TEXT PASSAGE:
•••
Oh totally. In my case I decided transitioning was unethical so I spent over 13 years willfully avoiding the "am I trans?" question. I convinced myself my dysphoria was just regular depression combined with sexual perversity. Some take it to the grave.
Based on:
if you decide "maybe I am trans" you will be more likely to undergo such medical procedures than you would ever be if you decided "maybe I like cosplay" and hung out with that community.
I got the impression you maybe had a stronger opinion on "social contagion". I.e. society should downplay/discourage the social aspects of transition to reduce the risk that cis people who just want community end up transitioning medically. I would really like to talk to a cis person who has a sincere steelman for the social contagion hypothesis.
yeah, so we're totally agreed on the logical structure here! Like you said, it's a tautology that asking "am I trans?" is a necessary condition for medical transition.
When I say causative I mean "you/me predicts we could show statistically significant "causation" using a study like the one I described above".
I don't mean logically causative (Hume's problem of induction and all that). I'm an anti-realist.
•••
EXCERPTED DATA:
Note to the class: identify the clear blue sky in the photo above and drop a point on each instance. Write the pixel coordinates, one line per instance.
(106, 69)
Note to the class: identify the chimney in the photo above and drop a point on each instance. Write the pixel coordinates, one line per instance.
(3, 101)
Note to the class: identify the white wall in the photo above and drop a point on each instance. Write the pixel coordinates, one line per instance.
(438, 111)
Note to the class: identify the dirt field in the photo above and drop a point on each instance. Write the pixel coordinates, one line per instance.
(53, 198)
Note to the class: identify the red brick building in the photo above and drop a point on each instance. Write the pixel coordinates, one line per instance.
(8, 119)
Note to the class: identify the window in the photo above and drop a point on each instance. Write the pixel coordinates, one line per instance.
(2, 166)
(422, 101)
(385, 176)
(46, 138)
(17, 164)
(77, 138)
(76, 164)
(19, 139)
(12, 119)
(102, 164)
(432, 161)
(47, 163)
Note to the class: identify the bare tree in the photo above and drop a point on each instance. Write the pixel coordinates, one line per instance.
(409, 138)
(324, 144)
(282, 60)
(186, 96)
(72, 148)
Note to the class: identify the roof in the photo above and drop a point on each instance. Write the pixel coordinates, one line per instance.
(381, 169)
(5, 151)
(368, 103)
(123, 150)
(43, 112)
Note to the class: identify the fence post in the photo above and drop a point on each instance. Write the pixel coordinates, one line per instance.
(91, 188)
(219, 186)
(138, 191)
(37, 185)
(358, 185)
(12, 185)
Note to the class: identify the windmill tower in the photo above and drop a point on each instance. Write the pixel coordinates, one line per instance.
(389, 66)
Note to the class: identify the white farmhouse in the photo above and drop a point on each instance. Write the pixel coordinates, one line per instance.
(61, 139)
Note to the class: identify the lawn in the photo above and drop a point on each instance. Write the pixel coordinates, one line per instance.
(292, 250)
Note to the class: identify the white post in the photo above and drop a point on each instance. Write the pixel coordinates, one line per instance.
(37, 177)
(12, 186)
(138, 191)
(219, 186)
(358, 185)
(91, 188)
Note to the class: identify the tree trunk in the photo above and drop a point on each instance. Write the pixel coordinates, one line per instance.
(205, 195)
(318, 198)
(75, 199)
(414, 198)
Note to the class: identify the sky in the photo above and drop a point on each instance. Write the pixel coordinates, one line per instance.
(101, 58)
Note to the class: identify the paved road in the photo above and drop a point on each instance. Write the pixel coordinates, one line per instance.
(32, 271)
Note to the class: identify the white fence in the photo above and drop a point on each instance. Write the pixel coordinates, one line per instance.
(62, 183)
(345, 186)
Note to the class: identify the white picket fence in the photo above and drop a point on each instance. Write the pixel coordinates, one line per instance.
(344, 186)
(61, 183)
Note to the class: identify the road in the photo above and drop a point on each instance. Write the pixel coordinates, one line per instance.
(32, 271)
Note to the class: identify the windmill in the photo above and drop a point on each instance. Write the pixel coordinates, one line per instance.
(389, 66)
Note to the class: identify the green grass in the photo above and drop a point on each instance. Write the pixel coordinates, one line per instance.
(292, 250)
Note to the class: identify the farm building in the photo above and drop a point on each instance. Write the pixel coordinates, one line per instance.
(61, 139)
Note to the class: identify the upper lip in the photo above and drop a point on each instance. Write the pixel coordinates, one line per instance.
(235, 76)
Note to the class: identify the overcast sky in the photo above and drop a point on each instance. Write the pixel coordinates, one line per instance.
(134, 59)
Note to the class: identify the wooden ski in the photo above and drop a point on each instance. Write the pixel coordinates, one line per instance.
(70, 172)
•••
REQUIRED WORK:
A. Answer these questions from the post above:
(i) For how many years did the writer avoid the "am I trans?" question?
(ii) What did the writer convince themselves their dysphoria was?
(iii) What does the writer say they are in the final sentence?
B. Decide whether each statement agrees with the post above. Answer yes or no, and quote the words from the post that settle it.
(i) The writer once decided that transitioning was unethical.
(ii) The writer uses "causative" in the logical sense.
(iii) The writer wants to talk with a trans person who can steelman the social contagion hypothesis.
C. Print the part of the post between "I got the impression" and "for medical transition.", inclusive.

TASK ANSWERS:
A.
(i) Over 13 years.
(ii) Regular depression combined with sexual perversity.
(iii) An anti-realist.

B.
(i) Yes: "In my case I decided transitioning was unethical"
(ii) No: "I don't mean logically causative"
(iii) No: "I would really like to talk to a cis person who has a sincere steelman for the social contagion hypothesis."

C.
I got the impression you maybe had a stronger opinion on "social contagion". I.e. society should downplay/discourage the social aspects of transition to reduce the risk that cis people who just want community end up transitioning medically. I would really like to talk to a cis person who has a sincere steelman for the social contagion hypothesis.
yeah, so we're totally agreed on the logical structure here! Like you said, it's a tautology that asking "am I trans?" is a necessary condition for medical transition.